* _EXERCISE DIRECTIONS_
From the start of the records through the line containing "<point>349,324</point>", recast each record as one row of a two-column CSV with headers text and answer. Put each field in quotes and turn line breaks into spaces.
>> start
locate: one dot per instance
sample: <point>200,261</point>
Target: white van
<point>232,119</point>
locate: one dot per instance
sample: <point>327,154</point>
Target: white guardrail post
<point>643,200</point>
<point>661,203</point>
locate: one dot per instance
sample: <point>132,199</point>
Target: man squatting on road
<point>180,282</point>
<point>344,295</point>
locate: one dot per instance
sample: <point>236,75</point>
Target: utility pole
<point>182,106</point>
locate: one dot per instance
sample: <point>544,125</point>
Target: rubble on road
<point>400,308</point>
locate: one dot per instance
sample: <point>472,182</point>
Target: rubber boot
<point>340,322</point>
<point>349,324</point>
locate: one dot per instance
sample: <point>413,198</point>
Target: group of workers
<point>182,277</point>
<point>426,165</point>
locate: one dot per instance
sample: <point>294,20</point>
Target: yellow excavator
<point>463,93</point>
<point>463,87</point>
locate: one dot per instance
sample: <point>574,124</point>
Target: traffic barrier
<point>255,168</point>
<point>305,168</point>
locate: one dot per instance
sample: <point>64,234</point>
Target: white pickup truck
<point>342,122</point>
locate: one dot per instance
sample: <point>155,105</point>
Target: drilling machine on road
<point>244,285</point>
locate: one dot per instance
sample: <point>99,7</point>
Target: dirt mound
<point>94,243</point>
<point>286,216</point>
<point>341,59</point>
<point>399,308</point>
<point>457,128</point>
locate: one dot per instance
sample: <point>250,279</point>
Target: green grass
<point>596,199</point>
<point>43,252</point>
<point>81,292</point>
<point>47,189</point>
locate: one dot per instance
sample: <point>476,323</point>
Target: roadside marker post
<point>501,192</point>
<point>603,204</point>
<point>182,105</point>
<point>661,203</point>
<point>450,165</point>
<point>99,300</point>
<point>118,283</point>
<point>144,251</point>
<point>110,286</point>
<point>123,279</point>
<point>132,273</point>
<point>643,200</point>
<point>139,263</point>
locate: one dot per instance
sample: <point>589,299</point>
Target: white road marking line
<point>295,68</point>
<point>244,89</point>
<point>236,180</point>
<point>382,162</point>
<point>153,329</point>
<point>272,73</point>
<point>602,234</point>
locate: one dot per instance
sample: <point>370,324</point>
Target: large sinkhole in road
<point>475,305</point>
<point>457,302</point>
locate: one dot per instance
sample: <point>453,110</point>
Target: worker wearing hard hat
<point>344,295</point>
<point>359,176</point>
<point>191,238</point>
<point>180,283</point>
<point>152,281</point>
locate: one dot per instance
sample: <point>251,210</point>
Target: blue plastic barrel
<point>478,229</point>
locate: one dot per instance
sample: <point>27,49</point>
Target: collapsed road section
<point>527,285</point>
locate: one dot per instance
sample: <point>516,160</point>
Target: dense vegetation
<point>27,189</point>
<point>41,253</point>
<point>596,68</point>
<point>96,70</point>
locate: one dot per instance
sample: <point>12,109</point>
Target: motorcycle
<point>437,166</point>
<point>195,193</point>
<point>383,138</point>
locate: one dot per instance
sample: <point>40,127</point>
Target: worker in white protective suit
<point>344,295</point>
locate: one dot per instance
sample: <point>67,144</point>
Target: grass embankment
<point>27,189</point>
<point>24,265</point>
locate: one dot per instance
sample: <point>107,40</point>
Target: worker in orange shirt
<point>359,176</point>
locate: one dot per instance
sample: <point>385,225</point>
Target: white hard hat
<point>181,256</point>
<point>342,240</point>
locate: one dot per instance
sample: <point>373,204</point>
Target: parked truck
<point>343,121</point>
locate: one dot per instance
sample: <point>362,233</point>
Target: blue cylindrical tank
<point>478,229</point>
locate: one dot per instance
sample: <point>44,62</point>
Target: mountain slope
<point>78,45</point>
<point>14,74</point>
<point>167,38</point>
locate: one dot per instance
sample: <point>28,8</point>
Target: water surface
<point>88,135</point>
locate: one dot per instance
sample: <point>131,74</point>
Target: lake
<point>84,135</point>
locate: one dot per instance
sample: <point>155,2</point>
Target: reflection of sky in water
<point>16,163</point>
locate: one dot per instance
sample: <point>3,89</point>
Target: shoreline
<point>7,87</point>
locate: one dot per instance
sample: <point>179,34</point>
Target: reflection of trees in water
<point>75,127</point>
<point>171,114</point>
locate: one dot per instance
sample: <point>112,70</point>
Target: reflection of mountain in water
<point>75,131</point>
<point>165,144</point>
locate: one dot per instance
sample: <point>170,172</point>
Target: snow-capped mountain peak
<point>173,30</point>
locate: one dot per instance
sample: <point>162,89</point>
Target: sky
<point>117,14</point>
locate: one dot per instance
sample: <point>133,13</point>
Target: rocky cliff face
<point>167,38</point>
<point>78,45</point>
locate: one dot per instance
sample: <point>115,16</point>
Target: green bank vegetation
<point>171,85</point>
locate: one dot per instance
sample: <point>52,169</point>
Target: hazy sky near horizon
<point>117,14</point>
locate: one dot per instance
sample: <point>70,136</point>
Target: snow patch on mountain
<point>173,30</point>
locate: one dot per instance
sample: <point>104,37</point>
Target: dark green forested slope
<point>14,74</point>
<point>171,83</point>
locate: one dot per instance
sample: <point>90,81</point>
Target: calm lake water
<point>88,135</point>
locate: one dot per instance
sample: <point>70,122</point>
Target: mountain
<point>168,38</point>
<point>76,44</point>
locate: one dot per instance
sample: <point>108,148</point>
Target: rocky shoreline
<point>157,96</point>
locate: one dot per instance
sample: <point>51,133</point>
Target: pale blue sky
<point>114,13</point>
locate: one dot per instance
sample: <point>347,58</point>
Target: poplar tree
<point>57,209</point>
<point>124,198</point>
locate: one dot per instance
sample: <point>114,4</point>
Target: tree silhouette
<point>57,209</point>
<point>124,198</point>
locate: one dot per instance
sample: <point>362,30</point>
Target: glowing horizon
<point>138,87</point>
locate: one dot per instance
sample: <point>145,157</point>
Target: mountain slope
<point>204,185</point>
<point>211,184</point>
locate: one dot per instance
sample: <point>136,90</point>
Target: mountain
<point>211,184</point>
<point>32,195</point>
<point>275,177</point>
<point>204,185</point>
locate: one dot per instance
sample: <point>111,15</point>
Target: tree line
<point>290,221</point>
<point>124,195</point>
>> end
* _ANSWER BELOW_
text,answer
"locate: one dot per instance sample: <point>200,261</point> Target: white van","<point>232,119</point>"
"locate: one dot per instance sample: <point>327,154</point> Target: white guardrail post","<point>643,200</point> <point>661,203</point>"
"locate: one dot per instance sample: <point>132,199</point> Target: man squatting on road","<point>180,282</point> <point>344,295</point>"
"locate: one dot per instance sample: <point>236,75</point> Target: utility pole","<point>182,106</point>"
"locate: one dot per instance sample: <point>544,125</point> Target: rubble on road","<point>400,308</point>"
"locate: one dot per instance sample: <point>472,182</point> Target: rubber boot","<point>340,322</point> <point>349,324</point>"